» **OBJECTIVE**
Can you reproduce the lines from the start of the records through the line containing "[(278, 194), (536, 194), (251, 227), (519, 218)]", both ends included and the requests kept unchanged, adding 123 to every coordinate value in the answers?

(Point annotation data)
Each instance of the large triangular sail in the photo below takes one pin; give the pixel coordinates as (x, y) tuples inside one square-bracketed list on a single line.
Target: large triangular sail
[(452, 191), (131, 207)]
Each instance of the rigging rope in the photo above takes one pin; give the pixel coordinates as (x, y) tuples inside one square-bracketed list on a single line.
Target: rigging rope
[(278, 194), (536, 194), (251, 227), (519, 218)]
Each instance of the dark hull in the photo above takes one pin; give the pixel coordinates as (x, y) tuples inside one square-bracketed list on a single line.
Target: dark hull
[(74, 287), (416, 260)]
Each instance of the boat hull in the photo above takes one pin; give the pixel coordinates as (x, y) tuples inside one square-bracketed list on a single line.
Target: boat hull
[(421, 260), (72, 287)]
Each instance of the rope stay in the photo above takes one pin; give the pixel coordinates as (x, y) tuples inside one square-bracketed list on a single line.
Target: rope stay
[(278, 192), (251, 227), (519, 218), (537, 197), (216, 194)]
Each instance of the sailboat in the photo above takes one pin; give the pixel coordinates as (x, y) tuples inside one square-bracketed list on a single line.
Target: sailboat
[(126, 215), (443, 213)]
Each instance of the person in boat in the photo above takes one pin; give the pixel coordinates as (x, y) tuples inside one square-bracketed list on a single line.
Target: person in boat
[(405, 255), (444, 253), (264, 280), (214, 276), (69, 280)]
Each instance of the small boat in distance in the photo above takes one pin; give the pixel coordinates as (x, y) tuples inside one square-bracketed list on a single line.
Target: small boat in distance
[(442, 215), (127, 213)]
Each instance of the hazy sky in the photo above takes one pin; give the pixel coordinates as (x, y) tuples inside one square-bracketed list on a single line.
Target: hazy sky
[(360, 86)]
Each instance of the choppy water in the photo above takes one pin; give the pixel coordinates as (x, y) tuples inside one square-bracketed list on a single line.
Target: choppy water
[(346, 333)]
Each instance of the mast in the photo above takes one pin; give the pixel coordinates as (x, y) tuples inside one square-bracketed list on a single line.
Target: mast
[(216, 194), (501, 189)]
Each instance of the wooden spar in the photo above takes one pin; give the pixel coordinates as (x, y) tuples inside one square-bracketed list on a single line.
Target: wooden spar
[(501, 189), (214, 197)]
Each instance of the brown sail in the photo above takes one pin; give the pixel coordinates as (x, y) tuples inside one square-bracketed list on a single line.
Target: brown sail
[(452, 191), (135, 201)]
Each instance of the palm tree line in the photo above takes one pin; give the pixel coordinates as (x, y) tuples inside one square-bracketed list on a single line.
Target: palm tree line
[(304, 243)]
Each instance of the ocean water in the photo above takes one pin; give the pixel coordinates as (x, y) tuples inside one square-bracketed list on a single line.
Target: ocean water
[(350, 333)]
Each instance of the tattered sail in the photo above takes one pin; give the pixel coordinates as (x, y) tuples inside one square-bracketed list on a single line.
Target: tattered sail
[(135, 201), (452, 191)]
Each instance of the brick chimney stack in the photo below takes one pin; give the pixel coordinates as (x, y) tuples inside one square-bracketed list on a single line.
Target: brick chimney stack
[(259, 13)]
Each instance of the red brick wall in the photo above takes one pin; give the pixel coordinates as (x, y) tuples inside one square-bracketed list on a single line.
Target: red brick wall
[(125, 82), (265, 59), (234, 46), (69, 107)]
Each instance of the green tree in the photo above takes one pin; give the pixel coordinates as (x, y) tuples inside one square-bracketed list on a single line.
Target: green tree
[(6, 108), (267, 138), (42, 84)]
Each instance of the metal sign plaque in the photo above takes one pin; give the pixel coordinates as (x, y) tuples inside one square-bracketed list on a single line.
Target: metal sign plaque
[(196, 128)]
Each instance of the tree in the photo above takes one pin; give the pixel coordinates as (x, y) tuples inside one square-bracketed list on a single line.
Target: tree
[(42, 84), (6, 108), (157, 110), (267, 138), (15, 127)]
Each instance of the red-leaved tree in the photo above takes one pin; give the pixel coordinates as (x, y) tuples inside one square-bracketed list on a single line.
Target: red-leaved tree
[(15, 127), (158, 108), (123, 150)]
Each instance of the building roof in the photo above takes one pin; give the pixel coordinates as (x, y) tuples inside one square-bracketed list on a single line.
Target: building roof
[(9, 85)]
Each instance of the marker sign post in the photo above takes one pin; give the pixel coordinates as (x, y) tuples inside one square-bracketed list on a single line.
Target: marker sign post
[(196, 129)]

» **COMPLETE RESPONSE**
Each instance of the large triangular sail in the photo below takes one pin; give the pixel coordinates as (x, y) tuples inside one square-bracketed list on a single line.
Target: large triangular sail
[(575, 314), (254, 330)]
Each instance of the rigging rope in the photo above takes one pin; give the pixel coordinates as (x, y) tuples inside one square-bracketed list on a single line.
Target: rigging rope
[(401, 317), (659, 317), (374, 350), (642, 341)]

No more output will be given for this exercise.